**Prompt**. Print everything in the records from the line containing "Objective: a point on each instance of the cloud" down to the end, with both ends included and nothing changed. Leave the pictures out of your answer.

━━ Dataset content

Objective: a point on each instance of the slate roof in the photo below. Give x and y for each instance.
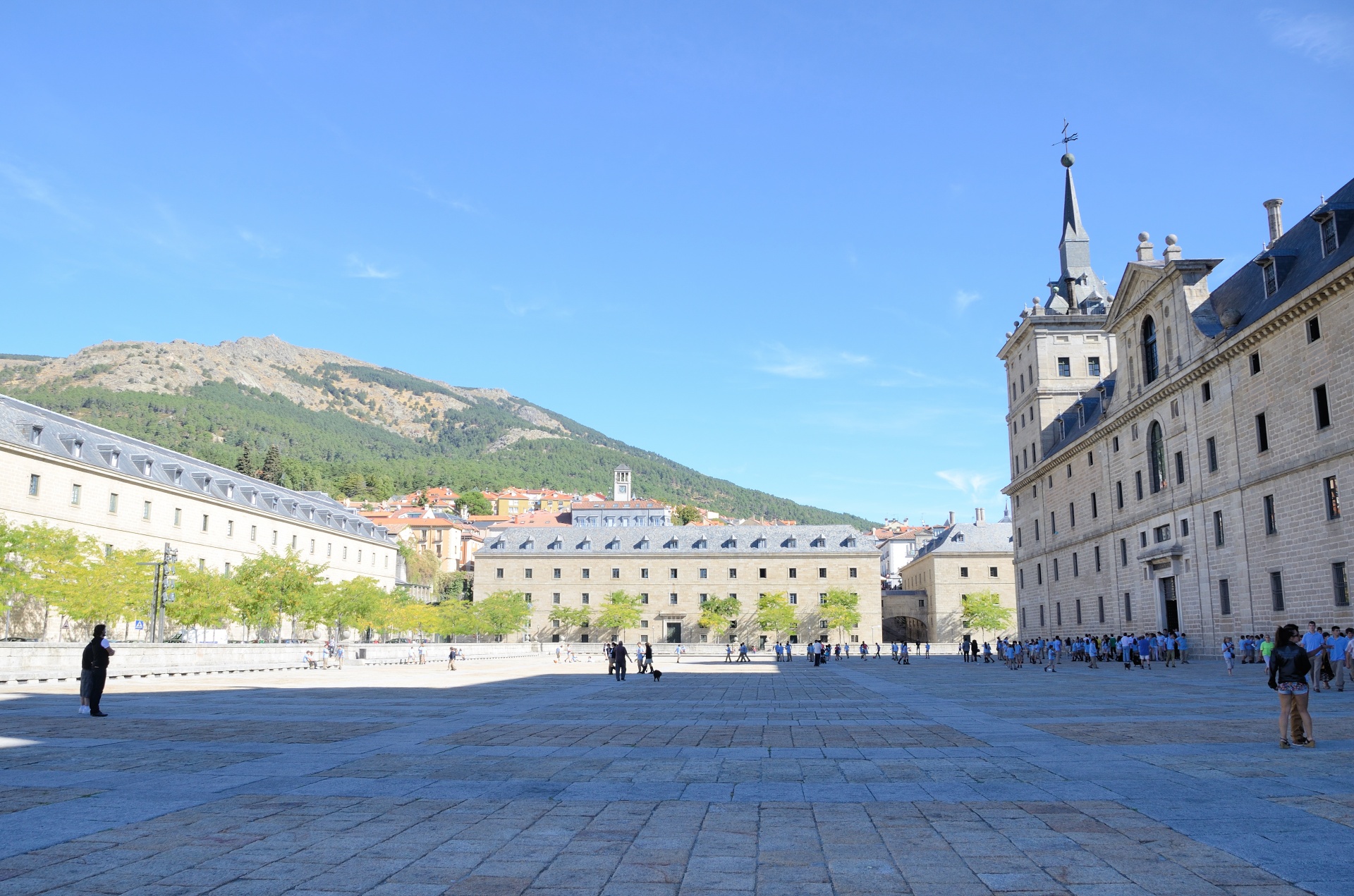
(699, 541)
(971, 538)
(1300, 264)
(103, 450)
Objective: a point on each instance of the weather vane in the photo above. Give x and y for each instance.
(1067, 138)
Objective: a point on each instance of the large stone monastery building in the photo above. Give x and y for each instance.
(1177, 451)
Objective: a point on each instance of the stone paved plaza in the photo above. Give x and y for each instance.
(532, 778)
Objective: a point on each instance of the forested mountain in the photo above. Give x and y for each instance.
(351, 428)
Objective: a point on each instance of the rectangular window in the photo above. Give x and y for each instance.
(1323, 406)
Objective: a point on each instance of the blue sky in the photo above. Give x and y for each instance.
(779, 243)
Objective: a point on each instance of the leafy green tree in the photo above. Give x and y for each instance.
(984, 612)
(685, 515)
(272, 466)
(718, 612)
(776, 615)
(841, 609)
(274, 585)
(202, 597)
(619, 612)
(245, 463)
(504, 612)
(474, 503)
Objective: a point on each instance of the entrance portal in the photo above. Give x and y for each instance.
(1173, 615)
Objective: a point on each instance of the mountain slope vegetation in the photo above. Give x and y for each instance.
(356, 429)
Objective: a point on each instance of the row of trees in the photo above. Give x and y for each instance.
(90, 584)
(621, 610)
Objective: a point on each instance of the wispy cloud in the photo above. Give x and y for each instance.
(971, 484)
(963, 300)
(359, 269)
(266, 250)
(795, 364)
(35, 190)
(1322, 38)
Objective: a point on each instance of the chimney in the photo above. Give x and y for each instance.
(1276, 219)
(1145, 248)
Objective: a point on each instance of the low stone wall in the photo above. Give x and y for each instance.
(41, 662)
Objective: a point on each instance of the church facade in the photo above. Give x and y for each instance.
(1177, 451)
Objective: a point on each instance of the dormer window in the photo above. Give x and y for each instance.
(1330, 238)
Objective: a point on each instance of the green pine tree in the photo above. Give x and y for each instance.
(245, 463)
(272, 466)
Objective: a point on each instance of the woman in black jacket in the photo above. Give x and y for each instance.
(1288, 676)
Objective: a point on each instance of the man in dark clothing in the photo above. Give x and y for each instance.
(94, 665)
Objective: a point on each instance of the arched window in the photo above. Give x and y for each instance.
(1149, 350)
(1157, 454)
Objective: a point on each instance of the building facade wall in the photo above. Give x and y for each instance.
(1139, 559)
(231, 534)
(675, 581)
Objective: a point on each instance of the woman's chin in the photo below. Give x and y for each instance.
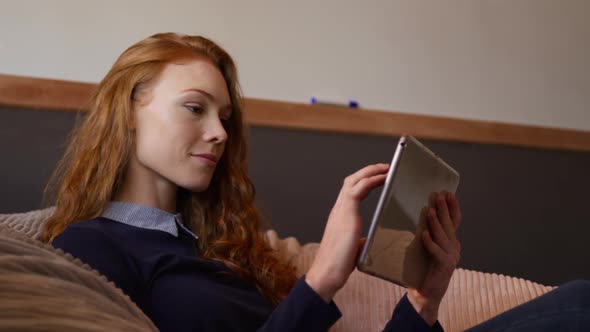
(196, 187)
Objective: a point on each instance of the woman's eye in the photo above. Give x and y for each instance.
(195, 109)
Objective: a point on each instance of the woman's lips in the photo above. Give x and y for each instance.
(207, 158)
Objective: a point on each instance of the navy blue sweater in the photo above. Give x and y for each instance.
(179, 291)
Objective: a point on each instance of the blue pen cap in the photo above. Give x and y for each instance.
(351, 103)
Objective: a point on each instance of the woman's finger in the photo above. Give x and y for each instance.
(454, 210)
(444, 217)
(364, 186)
(365, 172)
(433, 248)
(437, 232)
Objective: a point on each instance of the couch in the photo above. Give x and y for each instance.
(44, 289)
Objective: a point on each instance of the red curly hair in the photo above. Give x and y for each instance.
(93, 167)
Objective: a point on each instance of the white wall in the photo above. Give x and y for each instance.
(518, 61)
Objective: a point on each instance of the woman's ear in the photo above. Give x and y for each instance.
(132, 117)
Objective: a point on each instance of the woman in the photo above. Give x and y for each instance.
(153, 192)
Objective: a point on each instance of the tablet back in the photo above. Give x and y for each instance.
(394, 250)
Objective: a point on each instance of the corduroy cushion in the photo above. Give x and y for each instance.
(37, 283)
(367, 302)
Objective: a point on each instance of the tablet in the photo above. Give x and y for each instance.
(393, 250)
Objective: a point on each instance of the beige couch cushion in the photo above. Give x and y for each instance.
(43, 289)
(366, 302)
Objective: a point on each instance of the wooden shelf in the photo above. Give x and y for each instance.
(58, 95)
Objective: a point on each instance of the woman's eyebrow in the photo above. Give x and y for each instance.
(226, 108)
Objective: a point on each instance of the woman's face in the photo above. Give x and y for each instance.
(180, 134)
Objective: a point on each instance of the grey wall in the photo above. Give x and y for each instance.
(525, 210)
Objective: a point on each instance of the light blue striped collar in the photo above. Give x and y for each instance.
(148, 217)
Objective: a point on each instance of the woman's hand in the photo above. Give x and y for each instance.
(336, 256)
(443, 217)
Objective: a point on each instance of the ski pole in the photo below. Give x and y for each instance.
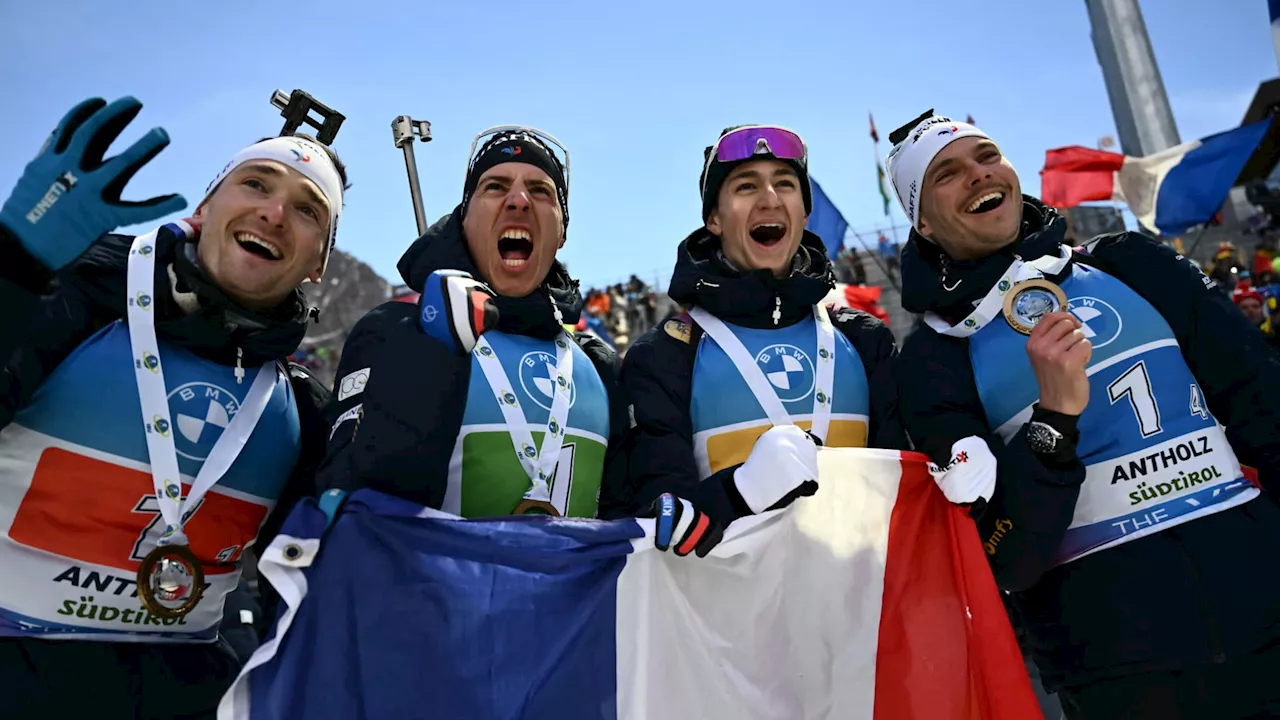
(403, 130)
(297, 108)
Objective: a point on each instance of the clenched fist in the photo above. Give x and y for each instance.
(1059, 354)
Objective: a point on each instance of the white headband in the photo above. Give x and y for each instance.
(909, 159)
(305, 156)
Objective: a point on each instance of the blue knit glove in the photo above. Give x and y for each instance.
(456, 309)
(69, 195)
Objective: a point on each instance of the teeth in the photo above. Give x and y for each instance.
(248, 237)
(983, 199)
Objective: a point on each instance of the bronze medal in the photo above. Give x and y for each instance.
(170, 580)
(1029, 301)
(535, 507)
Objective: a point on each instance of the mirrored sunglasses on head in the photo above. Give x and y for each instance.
(746, 142)
(749, 141)
(499, 133)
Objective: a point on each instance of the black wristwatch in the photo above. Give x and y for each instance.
(1052, 433)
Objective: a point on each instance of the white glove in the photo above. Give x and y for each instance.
(970, 474)
(782, 466)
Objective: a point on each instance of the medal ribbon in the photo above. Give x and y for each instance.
(539, 463)
(149, 373)
(992, 304)
(762, 388)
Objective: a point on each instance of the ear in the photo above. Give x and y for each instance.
(318, 273)
(922, 227)
(713, 224)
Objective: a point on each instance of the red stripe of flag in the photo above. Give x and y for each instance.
(946, 647)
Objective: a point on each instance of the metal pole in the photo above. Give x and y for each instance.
(403, 130)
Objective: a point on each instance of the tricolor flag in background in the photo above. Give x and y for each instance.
(1169, 191)
(871, 600)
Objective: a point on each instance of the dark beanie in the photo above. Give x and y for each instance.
(520, 149)
(713, 176)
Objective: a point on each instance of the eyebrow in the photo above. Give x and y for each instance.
(264, 169)
(529, 182)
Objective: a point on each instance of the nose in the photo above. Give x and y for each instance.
(769, 197)
(977, 172)
(517, 197)
(273, 210)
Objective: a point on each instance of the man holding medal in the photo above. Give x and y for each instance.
(1075, 400)
(151, 429)
(476, 401)
(732, 397)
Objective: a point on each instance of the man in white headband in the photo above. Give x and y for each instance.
(150, 427)
(1077, 400)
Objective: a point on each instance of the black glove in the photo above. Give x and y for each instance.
(682, 528)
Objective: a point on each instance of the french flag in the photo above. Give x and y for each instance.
(1169, 191)
(869, 601)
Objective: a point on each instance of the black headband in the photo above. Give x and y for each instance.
(517, 150)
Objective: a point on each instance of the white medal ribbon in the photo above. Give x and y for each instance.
(155, 402)
(762, 388)
(993, 304)
(539, 463)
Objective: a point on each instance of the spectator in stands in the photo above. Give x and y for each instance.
(1253, 305)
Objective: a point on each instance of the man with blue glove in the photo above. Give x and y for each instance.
(732, 397)
(476, 401)
(150, 428)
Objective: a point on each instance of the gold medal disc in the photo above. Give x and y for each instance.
(170, 580)
(1029, 301)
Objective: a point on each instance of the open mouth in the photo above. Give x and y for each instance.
(255, 245)
(515, 247)
(986, 203)
(768, 233)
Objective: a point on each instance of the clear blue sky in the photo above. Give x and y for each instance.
(635, 90)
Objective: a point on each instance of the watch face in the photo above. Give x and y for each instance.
(1042, 437)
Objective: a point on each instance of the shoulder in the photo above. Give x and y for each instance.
(383, 317)
(869, 336)
(310, 392)
(679, 327)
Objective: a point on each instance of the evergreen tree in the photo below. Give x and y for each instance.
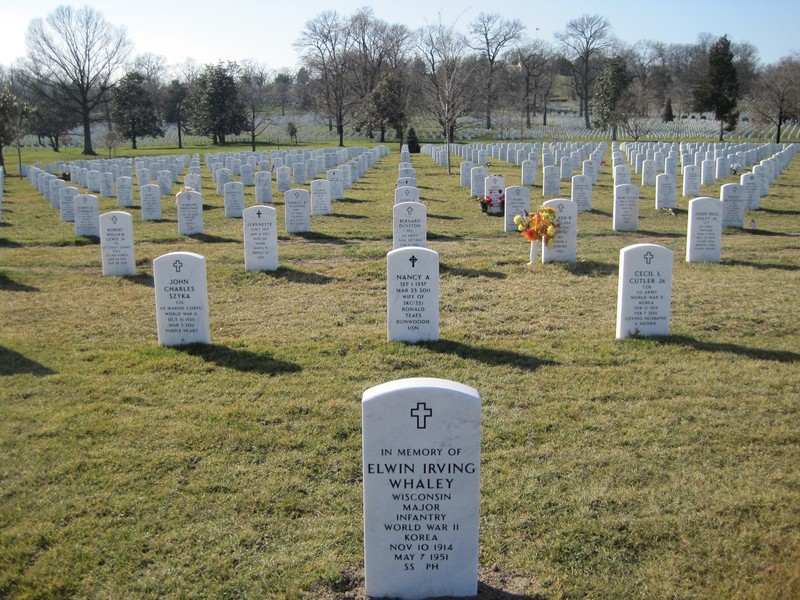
(719, 91)
(667, 116)
(133, 110)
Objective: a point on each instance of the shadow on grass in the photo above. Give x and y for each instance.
(145, 279)
(341, 216)
(459, 272)
(489, 356)
(323, 238)
(776, 211)
(295, 276)
(760, 232)
(755, 265)
(239, 360)
(445, 217)
(9, 285)
(590, 268)
(783, 356)
(213, 239)
(14, 363)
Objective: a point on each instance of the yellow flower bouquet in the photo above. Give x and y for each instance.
(540, 225)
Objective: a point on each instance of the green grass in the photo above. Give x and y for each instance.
(645, 468)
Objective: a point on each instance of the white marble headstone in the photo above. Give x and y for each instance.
(412, 287)
(116, 243)
(410, 222)
(297, 212)
(564, 246)
(626, 208)
(190, 212)
(704, 235)
(87, 215)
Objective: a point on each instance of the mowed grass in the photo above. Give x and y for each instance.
(644, 468)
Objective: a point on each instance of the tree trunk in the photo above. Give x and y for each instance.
(87, 134)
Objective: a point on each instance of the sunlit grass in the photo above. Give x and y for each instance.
(612, 469)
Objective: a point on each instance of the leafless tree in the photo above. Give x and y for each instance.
(326, 46)
(449, 76)
(776, 95)
(76, 53)
(490, 35)
(584, 41)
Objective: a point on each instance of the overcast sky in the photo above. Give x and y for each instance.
(264, 31)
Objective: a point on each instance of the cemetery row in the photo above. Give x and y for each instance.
(421, 437)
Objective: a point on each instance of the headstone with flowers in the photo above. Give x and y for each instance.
(537, 227)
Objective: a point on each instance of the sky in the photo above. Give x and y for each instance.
(264, 30)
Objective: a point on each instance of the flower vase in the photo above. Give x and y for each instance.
(534, 252)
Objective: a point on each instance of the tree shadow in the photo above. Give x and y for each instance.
(240, 360)
(747, 263)
(14, 363)
(9, 285)
(459, 272)
(590, 268)
(322, 238)
(761, 232)
(782, 356)
(296, 276)
(213, 239)
(489, 356)
(445, 217)
(145, 279)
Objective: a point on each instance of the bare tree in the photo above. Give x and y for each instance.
(326, 48)
(78, 54)
(533, 59)
(448, 84)
(254, 91)
(584, 41)
(491, 34)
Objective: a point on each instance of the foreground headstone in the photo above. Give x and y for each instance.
(116, 243)
(190, 213)
(421, 472)
(626, 208)
(181, 299)
(297, 211)
(564, 247)
(260, 238)
(412, 287)
(86, 213)
(409, 225)
(644, 293)
(704, 236)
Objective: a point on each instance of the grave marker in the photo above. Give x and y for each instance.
(260, 224)
(181, 298)
(412, 286)
(644, 292)
(421, 473)
(704, 236)
(410, 223)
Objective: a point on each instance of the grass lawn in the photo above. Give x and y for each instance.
(643, 468)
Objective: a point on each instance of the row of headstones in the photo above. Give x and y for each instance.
(412, 303)
(705, 171)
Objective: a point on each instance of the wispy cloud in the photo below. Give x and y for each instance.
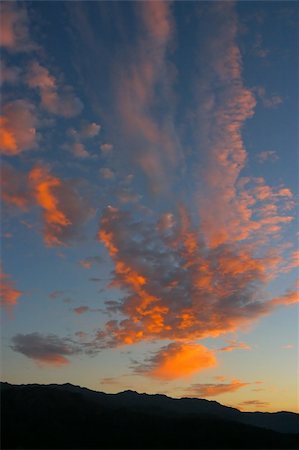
(213, 389)
(18, 127)
(64, 210)
(253, 404)
(55, 98)
(9, 294)
(178, 360)
(15, 28)
(90, 261)
(45, 349)
(267, 155)
(235, 345)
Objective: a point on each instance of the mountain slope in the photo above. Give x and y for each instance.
(66, 416)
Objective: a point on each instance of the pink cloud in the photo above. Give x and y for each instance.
(14, 23)
(9, 294)
(235, 345)
(178, 360)
(212, 390)
(55, 97)
(64, 210)
(18, 127)
(45, 349)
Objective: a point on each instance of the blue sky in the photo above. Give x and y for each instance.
(149, 194)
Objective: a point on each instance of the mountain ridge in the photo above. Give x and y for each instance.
(43, 407)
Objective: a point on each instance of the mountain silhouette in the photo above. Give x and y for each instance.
(66, 416)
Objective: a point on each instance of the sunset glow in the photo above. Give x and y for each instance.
(149, 189)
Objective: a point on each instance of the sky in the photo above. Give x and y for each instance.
(149, 194)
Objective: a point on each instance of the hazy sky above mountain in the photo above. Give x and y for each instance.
(149, 189)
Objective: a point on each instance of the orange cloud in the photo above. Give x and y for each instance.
(9, 294)
(55, 99)
(64, 211)
(14, 23)
(177, 288)
(52, 360)
(152, 143)
(227, 208)
(18, 127)
(179, 360)
(81, 309)
(212, 390)
(45, 349)
(234, 345)
(253, 404)
(14, 189)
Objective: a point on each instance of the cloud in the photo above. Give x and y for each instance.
(90, 130)
(177, 288)
(18, 127)
(55, 98)
(64, 210)
(14, 22)
(45, 349)
(14, 189)
(106, 148)
(56, 294)
(235, 345)
(9, 74)
(90, 261)
(212, 390)
(79, 150)
(106, 173)
(178, 360)
(268, 101)
(81, 309)
(253, 404)
(267, 155)
(143, 85)
(9, 294)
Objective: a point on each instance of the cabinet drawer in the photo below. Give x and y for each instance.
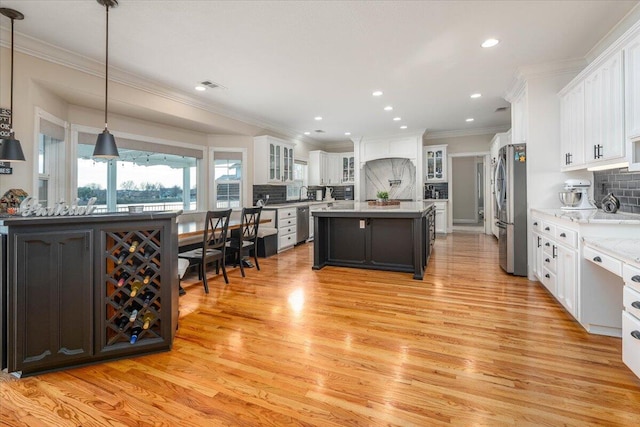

━━━━

**Solution to this exercise**.
Objective: a point on each instance of the cloud in the photo above. Give x and y for each instance.
(90, 130)
(177, 288)
(18, 127)
(55, 98)
(64, 210)
(14, 22)
(45, 349)
(14, 189)
(106, 148)
(56, 294)
(235, 345)
(9, 74)
(90, 261)
(212, 390)
(79, 150)
(106, 173)
(178, 360)
(268, 101)
(81, 309)
(253, 404)
(267, 155)
(143, 85)
(9, 294)
Objective: a point on each instance of the cabinet drawer in the photo below. Give x and y for each instance.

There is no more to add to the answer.